_Directions_.
a - Answer these questions from the Louisiana travel account:
(i) Who conducted the interview at KRVS radio?
(ii) In which town is Cafe des Amis?
(iii) On which song did Richard Como play a solo?
b - List every person mentioned by name in the Louisiana travel account.
c - Duplicate the part of the Louisiana travel account that starts at "My first stop" and ends at "visit to Louisiana.".
(Supplied text)
When they say “Let the good times roll” in Southwest Louisiana, they aren’t kidding! The music, food, dancing, storytelling and good-natured joking around are all distinctive and infectious. I felt fortunate to spend several days in Cajun Country, where I enjoyed generosity and hospitality at every turn. No wonder so many people are in love with this place!
My first stop on Wednesday, October 17, was KRVS radio on the campus of the University of Louisiana-Lafayette. I was interviewed by Judith Merriweather about the Augusta workshops and about my tour. Virtually all of the people I know in Louisiana are folks I have met through Augusta, which led directly to my visit to Louisiana.
From Lafayette I drove a few miles to Breaux Bridge, where I played at Cafe des Amis – an excellent restaurant that features live music. It was good to play, though I was a bit tired from my long drive. People danced, however, which helped perk me up!
On Thursday I rested and got caught up on laundry and other sundry before going into town and hearing a set by my friend Yvette Landry and steel player Richard Como. They played at a little pizza restaurant in Breaux Bridge and sounded excellent together – Yvette is a fine, fine singer, and Richard is off the charts with his steel playing. He played a solo on “Misery Loves Company” that was some of the best I’ve heard. I sang a few as well, including my song “Yvette, the Crawfish Queen.” I was especially pleased to sing it on this occasion because Yvette’s mother, who is mentioned in the song, was there in the audience that night. It was fun meeting her. After the gig, Yvette played me some rough mixes from her new CD. It sounds wonderful! Look out, world, here she comes!!
Friday I played at McGee’s Landing. Talk about a colorful place! The Landing is way out in the country, across the levee, on the edge of a huge swamp. I was really in the bayou now!I loved it! My music that night was in the bar, and several friends came out to hear me. I felt more rested and energetic than I had on Wednesday evening. I think it went well.
(End Supplied text)
(Data supplied)
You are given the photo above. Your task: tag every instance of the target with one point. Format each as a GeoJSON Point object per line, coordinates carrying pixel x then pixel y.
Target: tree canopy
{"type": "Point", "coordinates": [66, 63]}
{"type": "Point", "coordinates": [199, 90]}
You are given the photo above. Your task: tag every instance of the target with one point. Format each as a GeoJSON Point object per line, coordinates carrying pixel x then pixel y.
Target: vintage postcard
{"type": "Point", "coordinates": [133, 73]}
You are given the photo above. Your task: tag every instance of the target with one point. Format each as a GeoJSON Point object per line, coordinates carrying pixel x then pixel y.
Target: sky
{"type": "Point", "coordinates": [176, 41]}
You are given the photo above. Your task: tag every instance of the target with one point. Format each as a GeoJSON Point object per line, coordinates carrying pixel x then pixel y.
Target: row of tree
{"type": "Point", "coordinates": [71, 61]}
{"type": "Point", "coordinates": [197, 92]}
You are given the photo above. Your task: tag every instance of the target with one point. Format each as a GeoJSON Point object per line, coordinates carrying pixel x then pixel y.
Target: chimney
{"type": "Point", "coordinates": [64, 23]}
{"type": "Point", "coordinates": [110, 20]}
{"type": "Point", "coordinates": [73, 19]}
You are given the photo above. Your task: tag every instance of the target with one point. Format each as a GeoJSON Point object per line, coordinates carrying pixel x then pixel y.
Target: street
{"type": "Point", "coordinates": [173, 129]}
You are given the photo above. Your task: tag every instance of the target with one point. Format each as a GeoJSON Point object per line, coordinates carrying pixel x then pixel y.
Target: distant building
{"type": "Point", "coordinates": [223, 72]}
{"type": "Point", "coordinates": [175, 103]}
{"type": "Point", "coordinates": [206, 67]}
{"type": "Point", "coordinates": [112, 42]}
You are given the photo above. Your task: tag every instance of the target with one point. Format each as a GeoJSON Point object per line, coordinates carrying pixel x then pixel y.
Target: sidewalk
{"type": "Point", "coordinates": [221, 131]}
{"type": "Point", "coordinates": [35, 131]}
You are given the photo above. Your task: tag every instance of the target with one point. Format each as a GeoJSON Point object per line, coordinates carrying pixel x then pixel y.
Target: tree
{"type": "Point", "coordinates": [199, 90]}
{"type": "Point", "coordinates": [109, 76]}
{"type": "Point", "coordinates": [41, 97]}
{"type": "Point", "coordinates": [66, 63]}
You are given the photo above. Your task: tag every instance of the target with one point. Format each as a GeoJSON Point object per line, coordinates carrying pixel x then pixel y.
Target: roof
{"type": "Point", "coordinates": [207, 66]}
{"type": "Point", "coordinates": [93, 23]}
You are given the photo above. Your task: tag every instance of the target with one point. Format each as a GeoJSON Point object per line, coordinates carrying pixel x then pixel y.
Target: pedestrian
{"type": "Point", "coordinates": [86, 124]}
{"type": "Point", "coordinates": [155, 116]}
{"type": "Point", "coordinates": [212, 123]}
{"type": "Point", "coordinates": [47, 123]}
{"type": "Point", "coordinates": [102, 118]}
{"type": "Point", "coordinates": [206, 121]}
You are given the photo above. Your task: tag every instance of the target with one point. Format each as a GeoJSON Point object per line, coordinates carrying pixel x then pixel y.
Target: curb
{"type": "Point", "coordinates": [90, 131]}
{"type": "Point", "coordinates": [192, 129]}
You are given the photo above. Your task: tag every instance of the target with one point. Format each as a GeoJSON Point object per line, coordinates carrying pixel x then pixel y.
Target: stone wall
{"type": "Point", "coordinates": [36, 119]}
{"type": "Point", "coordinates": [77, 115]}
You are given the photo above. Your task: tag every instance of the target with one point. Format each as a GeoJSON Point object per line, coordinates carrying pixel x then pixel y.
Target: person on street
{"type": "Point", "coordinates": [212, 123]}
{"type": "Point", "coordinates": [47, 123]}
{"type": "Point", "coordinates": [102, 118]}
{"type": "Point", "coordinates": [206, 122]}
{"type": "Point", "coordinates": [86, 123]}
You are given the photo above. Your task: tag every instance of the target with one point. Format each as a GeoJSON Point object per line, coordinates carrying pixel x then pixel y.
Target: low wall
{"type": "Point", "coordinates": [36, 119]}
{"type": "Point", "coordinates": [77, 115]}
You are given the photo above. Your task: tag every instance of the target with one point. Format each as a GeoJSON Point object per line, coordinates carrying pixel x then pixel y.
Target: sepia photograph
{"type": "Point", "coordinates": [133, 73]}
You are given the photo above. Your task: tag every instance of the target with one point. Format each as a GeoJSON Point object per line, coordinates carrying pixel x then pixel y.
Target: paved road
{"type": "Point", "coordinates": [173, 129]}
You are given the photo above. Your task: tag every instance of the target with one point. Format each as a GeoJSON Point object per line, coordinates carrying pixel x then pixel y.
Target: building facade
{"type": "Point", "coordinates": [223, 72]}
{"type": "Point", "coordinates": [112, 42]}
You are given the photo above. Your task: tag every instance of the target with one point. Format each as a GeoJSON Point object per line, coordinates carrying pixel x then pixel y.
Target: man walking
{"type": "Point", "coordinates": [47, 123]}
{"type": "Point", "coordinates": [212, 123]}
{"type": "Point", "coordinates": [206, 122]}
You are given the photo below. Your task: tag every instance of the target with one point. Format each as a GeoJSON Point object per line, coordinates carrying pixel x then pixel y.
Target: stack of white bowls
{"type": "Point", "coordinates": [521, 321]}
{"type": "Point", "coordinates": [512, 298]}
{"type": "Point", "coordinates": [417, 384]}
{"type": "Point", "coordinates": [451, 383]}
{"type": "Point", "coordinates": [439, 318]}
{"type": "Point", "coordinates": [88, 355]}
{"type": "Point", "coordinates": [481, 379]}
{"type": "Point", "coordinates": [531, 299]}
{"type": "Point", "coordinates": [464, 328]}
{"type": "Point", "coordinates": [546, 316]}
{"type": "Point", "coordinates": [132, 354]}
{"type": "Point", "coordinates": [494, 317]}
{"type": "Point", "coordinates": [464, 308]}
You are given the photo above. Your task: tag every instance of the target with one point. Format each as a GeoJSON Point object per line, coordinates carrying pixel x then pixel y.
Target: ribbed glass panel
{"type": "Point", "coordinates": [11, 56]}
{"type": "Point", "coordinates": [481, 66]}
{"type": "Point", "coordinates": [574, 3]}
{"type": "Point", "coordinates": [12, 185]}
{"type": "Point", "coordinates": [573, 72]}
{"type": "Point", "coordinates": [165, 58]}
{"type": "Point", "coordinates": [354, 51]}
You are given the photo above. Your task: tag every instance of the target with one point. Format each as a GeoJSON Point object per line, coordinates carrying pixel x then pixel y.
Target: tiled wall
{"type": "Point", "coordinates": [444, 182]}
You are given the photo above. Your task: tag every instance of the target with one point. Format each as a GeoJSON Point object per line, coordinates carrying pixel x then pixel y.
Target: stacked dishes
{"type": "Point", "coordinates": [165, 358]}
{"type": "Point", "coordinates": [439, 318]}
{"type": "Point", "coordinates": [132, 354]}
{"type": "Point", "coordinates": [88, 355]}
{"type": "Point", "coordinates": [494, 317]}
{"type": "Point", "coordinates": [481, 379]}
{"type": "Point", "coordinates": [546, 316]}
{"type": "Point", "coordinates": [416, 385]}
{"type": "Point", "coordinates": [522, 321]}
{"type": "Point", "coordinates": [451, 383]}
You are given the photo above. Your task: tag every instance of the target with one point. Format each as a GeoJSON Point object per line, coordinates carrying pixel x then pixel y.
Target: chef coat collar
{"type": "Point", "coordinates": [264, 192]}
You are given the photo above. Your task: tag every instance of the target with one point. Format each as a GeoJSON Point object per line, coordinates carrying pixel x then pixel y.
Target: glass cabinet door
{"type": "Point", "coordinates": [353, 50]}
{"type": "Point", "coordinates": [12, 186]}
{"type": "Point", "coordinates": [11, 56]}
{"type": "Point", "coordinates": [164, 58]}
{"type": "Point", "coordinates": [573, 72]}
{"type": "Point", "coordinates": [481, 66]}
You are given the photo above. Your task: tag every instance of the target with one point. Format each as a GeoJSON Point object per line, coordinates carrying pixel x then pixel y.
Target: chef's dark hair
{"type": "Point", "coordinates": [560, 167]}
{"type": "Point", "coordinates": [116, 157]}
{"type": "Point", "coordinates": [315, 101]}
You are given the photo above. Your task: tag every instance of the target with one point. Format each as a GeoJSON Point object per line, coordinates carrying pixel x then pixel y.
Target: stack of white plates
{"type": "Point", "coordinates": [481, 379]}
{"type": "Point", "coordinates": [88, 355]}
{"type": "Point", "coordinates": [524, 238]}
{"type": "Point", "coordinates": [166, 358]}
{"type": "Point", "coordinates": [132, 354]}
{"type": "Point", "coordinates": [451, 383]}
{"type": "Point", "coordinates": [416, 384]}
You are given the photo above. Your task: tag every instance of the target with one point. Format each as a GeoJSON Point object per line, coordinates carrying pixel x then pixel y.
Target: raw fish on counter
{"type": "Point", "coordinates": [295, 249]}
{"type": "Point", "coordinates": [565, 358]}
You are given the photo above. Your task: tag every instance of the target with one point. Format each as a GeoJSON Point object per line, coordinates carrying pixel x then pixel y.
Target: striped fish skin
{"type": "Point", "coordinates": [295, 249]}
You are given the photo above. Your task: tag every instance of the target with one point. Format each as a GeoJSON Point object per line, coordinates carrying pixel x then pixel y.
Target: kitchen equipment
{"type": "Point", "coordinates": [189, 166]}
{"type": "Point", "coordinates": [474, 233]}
(End Data supplied)
_Your responses_.
a -
(i) Judith Merriweather
(ii) Breaux Bridge
(iii) "Misery Loves Company"

b -
Judith Merriweather
Yvette Landry
Richard Como

c -
My first stop on Wednesday, October 17, was KRVS radio on the campus of the University of Louisiana-Lafayette. I was interviewed by Judith Merriweather about the Augusta workshops and about my tour. Virtually all of the people I know in Louisiana are folks I have met through Augusta, which led directly to my visit to Louisiana.